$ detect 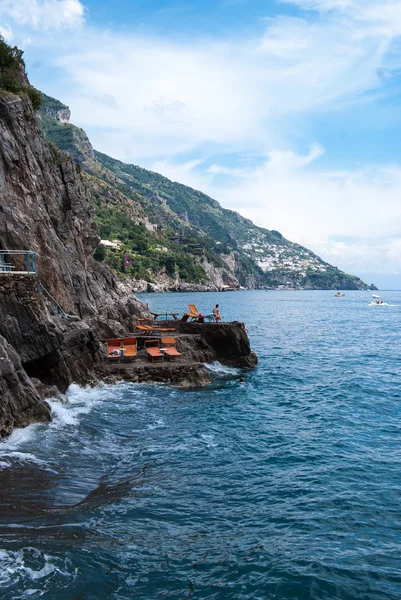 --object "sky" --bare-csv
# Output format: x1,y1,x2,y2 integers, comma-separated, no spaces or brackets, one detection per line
0,0,401,289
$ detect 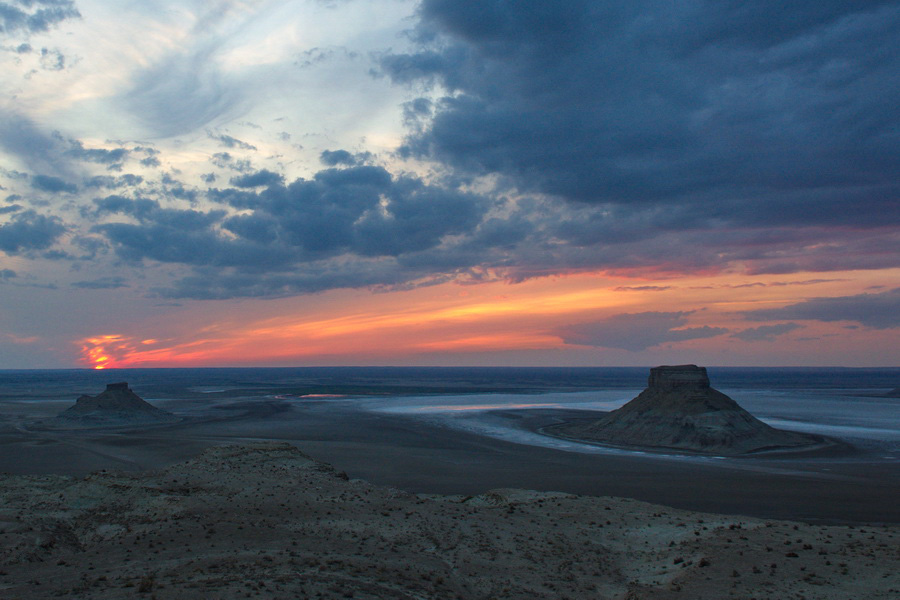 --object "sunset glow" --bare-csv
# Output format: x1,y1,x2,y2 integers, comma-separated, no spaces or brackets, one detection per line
0,0,900,369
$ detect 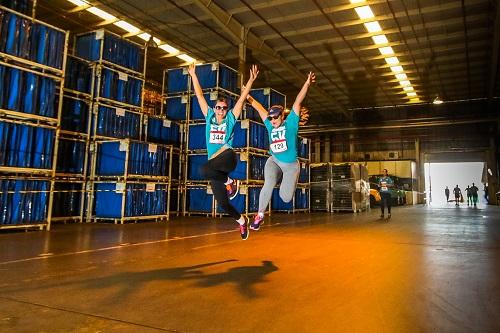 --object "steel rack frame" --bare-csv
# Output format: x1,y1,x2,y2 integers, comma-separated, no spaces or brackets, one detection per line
73,29,148,78
86,180,171,224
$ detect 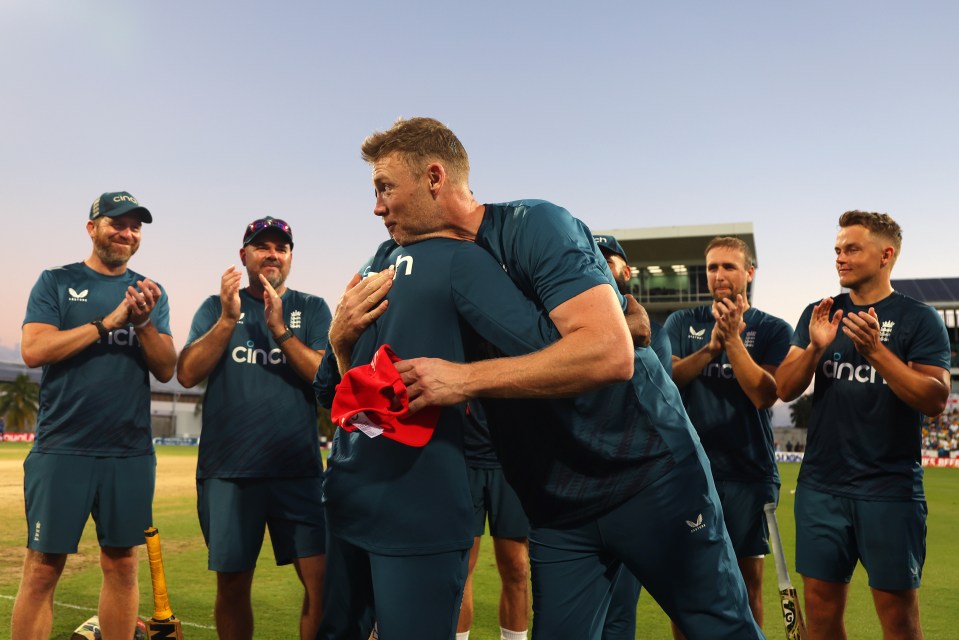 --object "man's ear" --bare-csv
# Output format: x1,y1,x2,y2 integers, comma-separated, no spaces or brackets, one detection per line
426,162,447,195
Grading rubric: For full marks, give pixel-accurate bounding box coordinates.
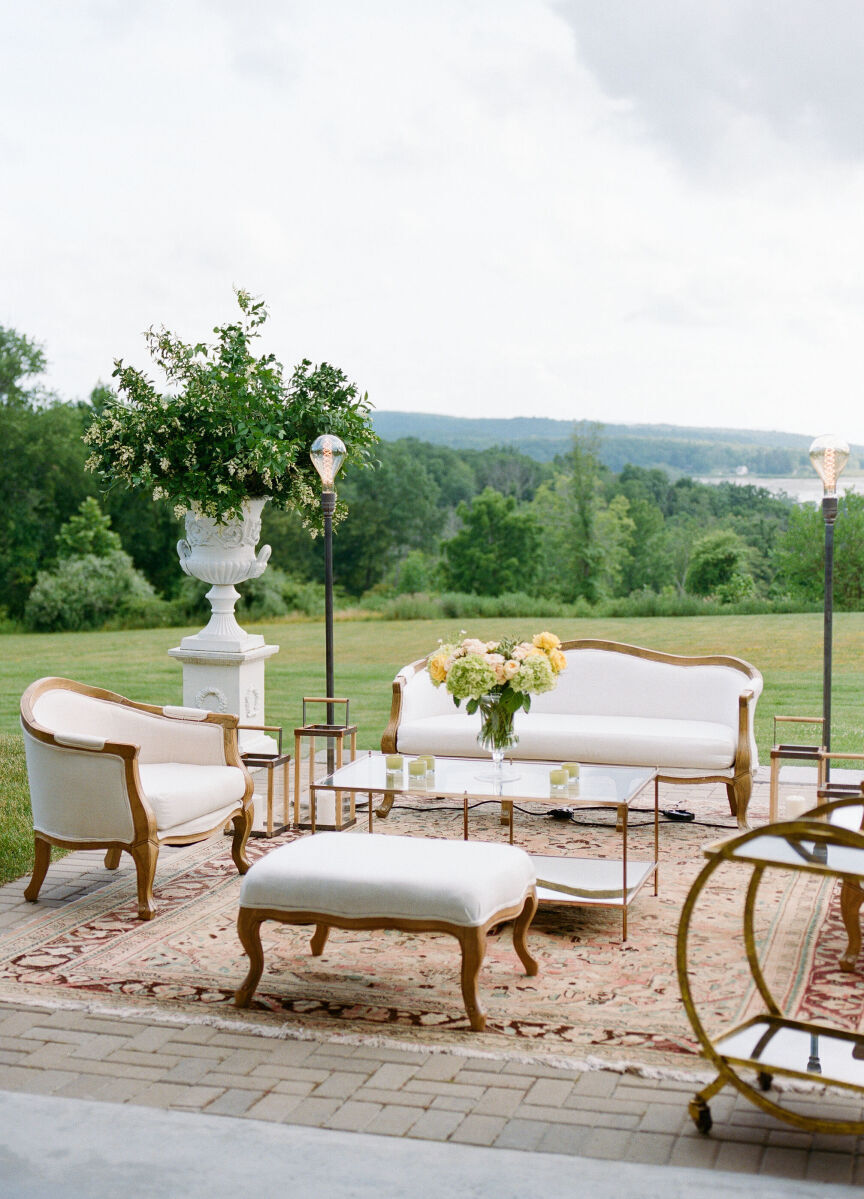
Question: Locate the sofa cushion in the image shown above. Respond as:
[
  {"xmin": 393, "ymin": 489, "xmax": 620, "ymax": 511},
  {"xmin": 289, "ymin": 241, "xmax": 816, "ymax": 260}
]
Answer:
[
  {"xmin": 138, "ymin": 761, "xmax": 246, "ymax": 833},
  {"xmin": 240, "ymin": 832, "xmax": 536, "ymax": 927},
  {"xmin": 397, "ymin": 709, "xmax": 737, "ymax": 770}
]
▬▬▬
**THE REQUEST**
Take the line that contains "Grading rubric: For" and every line after it up to the end of the records above, and restate them exactly, without the pictures.

**WORKED SOLUTION**
Grading rubric: For full marks, give pixel-accurate bounding box coordinates.
Question: Locate the sofa cushion in the image shown above. Respond as:
[
  {"xmin": 393, "ymin": 489, "xmax": 620, "ymax": 511},
  {"xmin": 289, "ymin": 241, "xmax": 816, "ymax": 260}
]
Answer:
[
  {"xmin": 138, "ymin": 761, "xmax": 246, "ymax": 833},
  {"xmin": 240, "ymin": 832, "xmax": 536, "ymax": 927},
  {"xmin": 397, "ymin": 709, "xmax": 737, "ymax": 770}
]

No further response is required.